PROBLEM DESCRIPTION:
Without omitting anything, return the records precisely as given.

DATA SHOWN:
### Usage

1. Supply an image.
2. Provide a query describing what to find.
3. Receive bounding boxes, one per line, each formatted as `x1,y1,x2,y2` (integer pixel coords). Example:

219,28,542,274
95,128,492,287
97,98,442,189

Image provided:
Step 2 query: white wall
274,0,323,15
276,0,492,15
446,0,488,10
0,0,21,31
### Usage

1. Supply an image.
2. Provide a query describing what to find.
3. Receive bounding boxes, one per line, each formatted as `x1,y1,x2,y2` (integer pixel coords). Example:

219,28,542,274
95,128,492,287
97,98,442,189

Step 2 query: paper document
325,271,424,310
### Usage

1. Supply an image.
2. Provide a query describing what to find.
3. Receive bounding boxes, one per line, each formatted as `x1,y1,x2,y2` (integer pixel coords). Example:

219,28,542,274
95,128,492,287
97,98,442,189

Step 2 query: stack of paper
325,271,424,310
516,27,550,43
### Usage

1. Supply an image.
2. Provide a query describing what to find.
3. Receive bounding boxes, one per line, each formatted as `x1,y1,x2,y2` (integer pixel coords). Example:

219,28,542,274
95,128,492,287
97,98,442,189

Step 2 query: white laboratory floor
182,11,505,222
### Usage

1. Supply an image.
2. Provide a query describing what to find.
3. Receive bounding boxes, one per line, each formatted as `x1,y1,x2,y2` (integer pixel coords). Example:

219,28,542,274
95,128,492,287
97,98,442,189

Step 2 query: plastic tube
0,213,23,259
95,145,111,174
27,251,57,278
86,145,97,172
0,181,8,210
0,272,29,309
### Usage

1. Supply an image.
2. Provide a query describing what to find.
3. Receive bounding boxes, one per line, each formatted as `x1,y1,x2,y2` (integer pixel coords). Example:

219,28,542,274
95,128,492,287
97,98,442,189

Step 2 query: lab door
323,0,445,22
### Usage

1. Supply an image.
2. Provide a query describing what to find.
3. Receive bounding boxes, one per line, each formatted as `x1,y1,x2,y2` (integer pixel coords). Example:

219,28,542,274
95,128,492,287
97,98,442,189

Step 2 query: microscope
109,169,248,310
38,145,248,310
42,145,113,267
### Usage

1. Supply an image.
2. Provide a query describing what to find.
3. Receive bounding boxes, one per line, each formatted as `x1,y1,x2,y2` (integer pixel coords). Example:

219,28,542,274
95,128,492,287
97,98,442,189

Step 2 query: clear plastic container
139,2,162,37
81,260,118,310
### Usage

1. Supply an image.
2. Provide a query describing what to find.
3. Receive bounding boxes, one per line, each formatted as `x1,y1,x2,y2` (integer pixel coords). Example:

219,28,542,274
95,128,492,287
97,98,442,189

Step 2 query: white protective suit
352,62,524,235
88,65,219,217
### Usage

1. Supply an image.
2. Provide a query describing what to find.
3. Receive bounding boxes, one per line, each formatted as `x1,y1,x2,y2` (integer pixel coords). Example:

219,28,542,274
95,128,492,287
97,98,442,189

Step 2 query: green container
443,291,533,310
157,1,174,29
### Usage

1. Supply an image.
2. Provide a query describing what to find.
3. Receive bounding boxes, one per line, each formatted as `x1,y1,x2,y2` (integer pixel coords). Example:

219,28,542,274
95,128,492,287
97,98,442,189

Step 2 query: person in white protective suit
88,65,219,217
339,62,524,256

SOLUTION FOR THIS EXERCISE:
### Usage

1. Supply an image.
2. Provide a query describing what to find.
3. Receive bounding boxes, one per line, each formatted as `x1,y1,x2,y2` (integer pixel coords). Example:

219,28,542,274
95,128,492,287
97,98,442,189

Image provided:
Step 2 query: white wall
274,0,323,15
276,0,492,15
446,0,488,10
0,0,21,31
### Usage

1. Supply an image.
2. Provide a query describing what to find.
3. Receive bounding boxes, one per line, each formatted as `x1,y1,x2,y2` (integer pixel coords). Example:

219,28,542,274
95,128,492,287
97,98,442,189

Step 2 query: paper document
325,271,424,310
### Usage

1. Supply an image.
2. Provide a query describing what to find.
3. Receive bounding boxes, one per line, each formatted as `x1,y1,x2,y2` (integer pixel coords). Example:

219,28,542,274
95,128,492,287
97,98,442,189

Step 2 query: stack of paper
325,271,424,310
516,27,550,43
### Usage

1. Supply an image.
2. Provide a query describing what to find.
3. Receive bounding boxes, one per line, each formatted as `x1,y1,x2,y2` (integer pixel coords). Example:

219,28,542,274
95,128,492,287
97,98,442,189

Step 2 query: white laboratory floor
182,11,505,222
### Usage

1. Supply an image.
2. Provide a query describing what to find.
3. Receive bounding boxes, one per line, each formatted as `x1,y1,x2,y2` (integer pixel coords). Example:

219,28,542,274
95,128,492,287
97,98,442,189

Step 2 query: plastic tube
0,213,23,259
95,145,111,174
27,251,57,278
86,145,97,172
0,181,8,210
0,272,29,309
### Usage

1. Supply an image.
2. Provide a query describing what to find.
3. Receive bounding boxes, one per line, each formatted as `x1,y1,x2,y2` (integer pixel coords). Example:

219,28,542,274
95,128,492,287
97,98,442,189

Step 2 query: lab door
323,0,445,22
### Usage

1. Supply an image.
2. Provide a query describing what to find.
3. Receive bounding boxes, one per line, each formatted as `x1,y1,x2,y2` (integer pixel coords). Example:

219,28,542,274
95,128,492,287
97,98,442,189

Step 2 query: microscope
109,169,248,310
38,145,248,310
42,145,113,267
### Usage

1. Supply an image.
2. Provide a query describing what to find.
3. Receive bounding boxes, one per line, each formatted as `x1,y1,x2,y2` (integer pixel coords). Example:

219,28,542,274
95,128,492,287
97,98,442,189

Step 2 query: clear plastic container
139,2,162,37
81,260,118,310
### Usage

1. Supply an image.
2. Provide a query describing what to find.
3. Receive bounding boxes, one per line, each formatted as `x1,y1,x2,y2` (integer pixel coords). Example:

219,28,542,274
95,128,492,287
97,98,442,189

Step 2 query: white protective suit
352,62,524,235
88,65,219,217
### Usage

1. Supply an image.
2. Provide a query describing what to find.
3. Receive bounding boxes, one per line, each formatted as `x1,y1,x2,y2` (integer pixel coords). Example:

219,28,542,274
95,128,492,287
97,98,442,189

Step 2 query: green container
443,291,533,310
157,1,174,29
### Usage

1. Supply an image.
2. Provide a query describing what to find.
3. Receive bounding boxes, one per line, each formatted as `x1,y1,x2,y2` (integer pixel coords). Example:

219,28,542,274
95,128,492,287
97,98,442,189

Step 2 query: person in white protective suit
88,65,219,217
339,62,524,256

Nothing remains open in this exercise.